→ TO BE DONE: Arrange the items below as a numbered list, starting with the line that contains "Where can you find the black tank" and running through the last line, both included. Leave out blank lines and every line before that range.

→ RECORDS SUPPLIED:
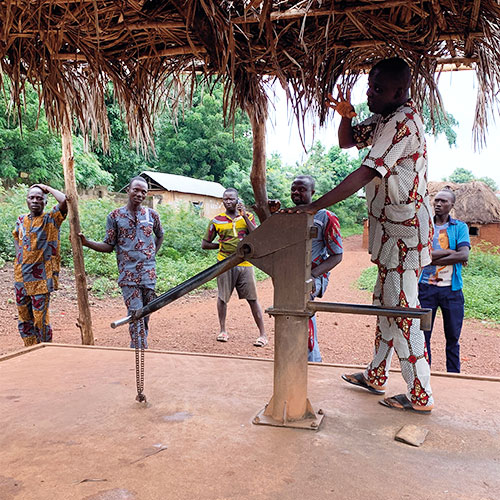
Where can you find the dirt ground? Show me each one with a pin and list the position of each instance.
(190, 324)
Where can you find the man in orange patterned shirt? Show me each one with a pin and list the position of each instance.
(395, 175)
(37, 264)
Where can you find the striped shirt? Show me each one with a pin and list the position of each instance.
(230, 232)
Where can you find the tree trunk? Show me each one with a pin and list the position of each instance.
(258, 173)
(84, 321)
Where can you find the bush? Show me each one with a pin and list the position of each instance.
(179, 258)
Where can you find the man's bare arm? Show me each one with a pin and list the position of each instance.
(459, 256)
(342, 105)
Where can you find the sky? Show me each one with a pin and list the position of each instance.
(458, 90)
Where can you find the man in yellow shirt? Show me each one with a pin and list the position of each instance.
(232, 226)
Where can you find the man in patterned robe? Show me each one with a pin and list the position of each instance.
(37, 264)
(326, 252)
(395, 174)
(136, 234)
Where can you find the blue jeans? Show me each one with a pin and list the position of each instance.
(320, 284)
(452, 307)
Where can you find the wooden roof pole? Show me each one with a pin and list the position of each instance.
(258, 118)
(84, 321)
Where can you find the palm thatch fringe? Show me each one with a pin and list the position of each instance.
(71, 49)
(476, 203)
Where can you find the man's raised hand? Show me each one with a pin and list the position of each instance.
(342, 105)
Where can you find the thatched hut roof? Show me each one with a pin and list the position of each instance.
(476, 203)
(73, 48)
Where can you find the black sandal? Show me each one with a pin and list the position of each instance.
(401, 402)
(360, 381)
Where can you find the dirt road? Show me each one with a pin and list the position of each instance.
(190, 324)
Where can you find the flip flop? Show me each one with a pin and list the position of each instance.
(358, 379)
(401, 402)
(223, 337)
(261, 342)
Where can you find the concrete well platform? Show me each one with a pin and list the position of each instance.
(71, 429)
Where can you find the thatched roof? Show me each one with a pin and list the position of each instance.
(476, 203)
(73, 48)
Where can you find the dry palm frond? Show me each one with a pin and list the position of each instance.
(72, 49)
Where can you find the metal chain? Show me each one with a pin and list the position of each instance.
(139, 360)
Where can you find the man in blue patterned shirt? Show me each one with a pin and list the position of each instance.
(326, 251)
(136, 234)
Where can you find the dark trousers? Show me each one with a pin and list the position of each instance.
(452, 307)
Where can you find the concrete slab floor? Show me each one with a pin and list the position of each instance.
(71, 429)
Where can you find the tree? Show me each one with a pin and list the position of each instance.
(123, 161)
(34, 153)
(442, 124)
(328, 168)
(200, 145)
(461, 176)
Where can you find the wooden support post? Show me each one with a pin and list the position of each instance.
(84, 321)
(258, 173)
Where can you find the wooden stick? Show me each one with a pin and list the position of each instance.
(84, 321)
(258, 173)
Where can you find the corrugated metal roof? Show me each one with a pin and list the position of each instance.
(182, 184)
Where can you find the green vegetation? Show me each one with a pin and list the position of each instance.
(481, 283)
(179, 258)
(327, 167)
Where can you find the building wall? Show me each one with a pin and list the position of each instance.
(209, 205)
(486, 233)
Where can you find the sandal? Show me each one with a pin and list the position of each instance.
(358, 379)
(261, 342)
(223, 337)
(401, 402)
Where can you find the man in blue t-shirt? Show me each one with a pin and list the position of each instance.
(441, 283)
(326, 252)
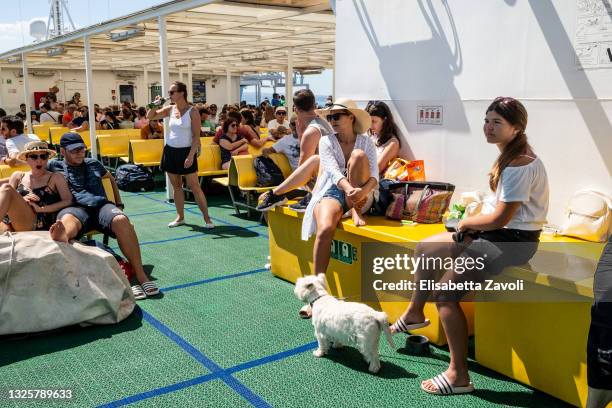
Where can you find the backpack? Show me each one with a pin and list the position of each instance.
(133, 178)
(268, 173)
(588, 216)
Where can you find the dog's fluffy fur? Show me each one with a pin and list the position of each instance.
(343, 323)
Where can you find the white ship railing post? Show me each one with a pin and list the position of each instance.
(26, 91)
(165, 80)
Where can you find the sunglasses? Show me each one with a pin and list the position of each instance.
(42, 156)
(336, 116)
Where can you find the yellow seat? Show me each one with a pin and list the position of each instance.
(209, 162)
(55, 133)
(114, 146)
(256, 151)
(147, 152)
(6, 171)
(206, 140)
(42, 131)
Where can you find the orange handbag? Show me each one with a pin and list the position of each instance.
(404, 170)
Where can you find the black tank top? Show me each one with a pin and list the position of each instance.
(47, 197)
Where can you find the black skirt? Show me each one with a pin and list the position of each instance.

→ ANSWER TO THE TASK:
1. Where can you find the black tank top? Show me each one with a pin and list the position of each instance.
2. (47, 197)
3. Where can you find the black skirt? Show me each one with a pin and list the position of each instance.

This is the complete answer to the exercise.